## begin Dataset
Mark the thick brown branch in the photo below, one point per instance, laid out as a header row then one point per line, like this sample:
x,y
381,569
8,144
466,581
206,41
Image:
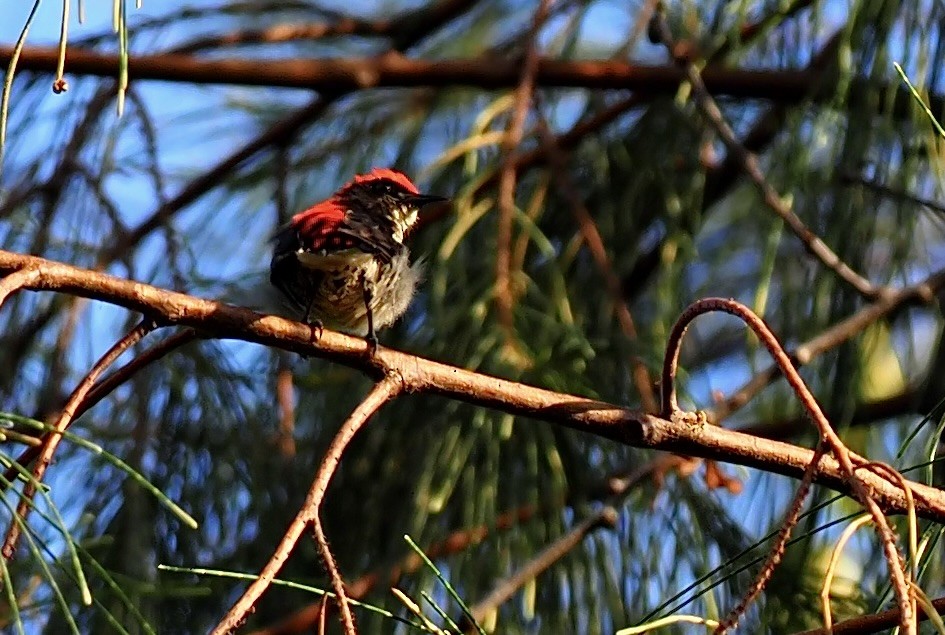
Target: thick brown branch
x,y
215,319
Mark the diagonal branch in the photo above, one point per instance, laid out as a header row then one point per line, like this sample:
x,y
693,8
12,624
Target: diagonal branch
x,y
506,197
384,391
749,164
51,441
217,320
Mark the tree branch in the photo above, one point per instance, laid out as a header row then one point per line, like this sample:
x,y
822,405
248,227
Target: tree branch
x,y
218,320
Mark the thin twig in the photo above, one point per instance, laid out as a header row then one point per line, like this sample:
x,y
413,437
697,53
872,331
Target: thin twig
x,y
383,391
17,280
52,440
866,624
606,517
861,491
109,384
595,244
217,320
506,195
777,548
881,307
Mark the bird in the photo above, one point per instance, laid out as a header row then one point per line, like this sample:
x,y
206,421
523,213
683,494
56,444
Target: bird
x,y
344,263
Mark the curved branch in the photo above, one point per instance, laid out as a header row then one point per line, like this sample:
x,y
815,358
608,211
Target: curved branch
x,y
860,489
217,320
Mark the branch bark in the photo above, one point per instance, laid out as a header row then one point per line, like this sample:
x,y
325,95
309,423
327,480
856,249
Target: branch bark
x,y
215,319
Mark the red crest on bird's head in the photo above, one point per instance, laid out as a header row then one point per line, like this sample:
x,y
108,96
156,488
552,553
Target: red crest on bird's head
x,y
385,173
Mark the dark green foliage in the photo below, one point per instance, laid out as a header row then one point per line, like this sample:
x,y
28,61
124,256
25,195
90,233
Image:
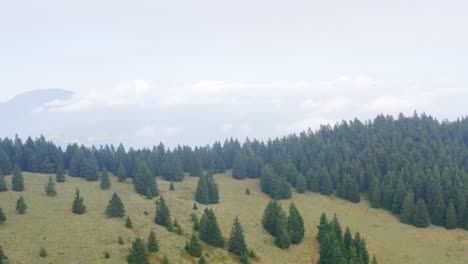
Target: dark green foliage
x,y
21,205
193,247
301,183
78,206
115,207
121,173
451,217
145,181
138,253
209,229
2,216
153,245
163,215
236,243
17,180
50,187
105,181
128,222
295,225
42,252
60,174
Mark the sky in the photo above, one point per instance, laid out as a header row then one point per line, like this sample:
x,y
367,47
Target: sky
x,y
192,72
## end Dataset
What is asked:
Make an exact copy of the records above, with the pictures left out.

Answer:
Mark the thick brown branch in the photo below, one point per instance, laid out as a header row then one point per line, like this sample:
x,y
381,569
8,144
466,581
206,41
Image:
Target: thick brown branch
x,y
215,319
Mark the diagonal branch in the photo above, one point per instance, laid out as a header row then one point per line, like this sample:
x,y
693,8
12,624
Target: diagonal branch
x,y
506,197
384,391
749,164
51,441
217,320
Mark the tree branch in the photo above, one point per instance, laid out as a header row then one point per line, like this sample:
x,y
822,405
248,227
Target: tree branch
x,y
218,320
Mark the thin twig in the photo above, one point per instance, laid out as a header row then one point per line, like this sample:
x,y
413,437
697,53
872,331
Target: thin twig
x,y
383,391
17,280
52,440
866,624
606,517
861,491
109,384
595,244
217,320
506,195
777,548
881,307
Mark the bird in the photo above, one point per instance, laid out as a header row then one point per line, like this sample:
x,y
206,421
523,213
683,494
56,444
Target: bird
x,y
344,263
Mark the curved branch in the photo above, one point per instance, laid out as a header row then one point per line, like this sample:
x,y
815,358
608,211
Target: curved branch
x,y
860,489
217,320
Mark the branch bark in the photo above, one point per instance, laid out as a header row then one point per line, like this sample:
x,y
325,95
309,423
327,480
856,249
Target: branch bark
x,y
215,319
Mark the red crest on bird's head in the photo above, one point per instance, laid out as a header row then one point per line, like this sample:
x,y
108,96
156,488
552,553
Target: red crest on bird's head
x,y
385,173
Mark the dark green foliage in the photo below, one point per instance, laid out as a header row then one point per line, like this sample:
x,y
28,61
124,256
25,195
90,233
Image:
Target: dark green foliage
x,y
21,205
193,247
301,183
78,206
115,207
121,173
451,217
145,181
138,253
209,229
2,216
153,245
163,215
236,243
17,180
50,187
105,181
128,222
295,225
42,252
60,174
Mark the sky in the photo above, one point per instance, laid out as a header row then one point per line, like this sample:
x,y
367,47
Target: sky
x,y
192,72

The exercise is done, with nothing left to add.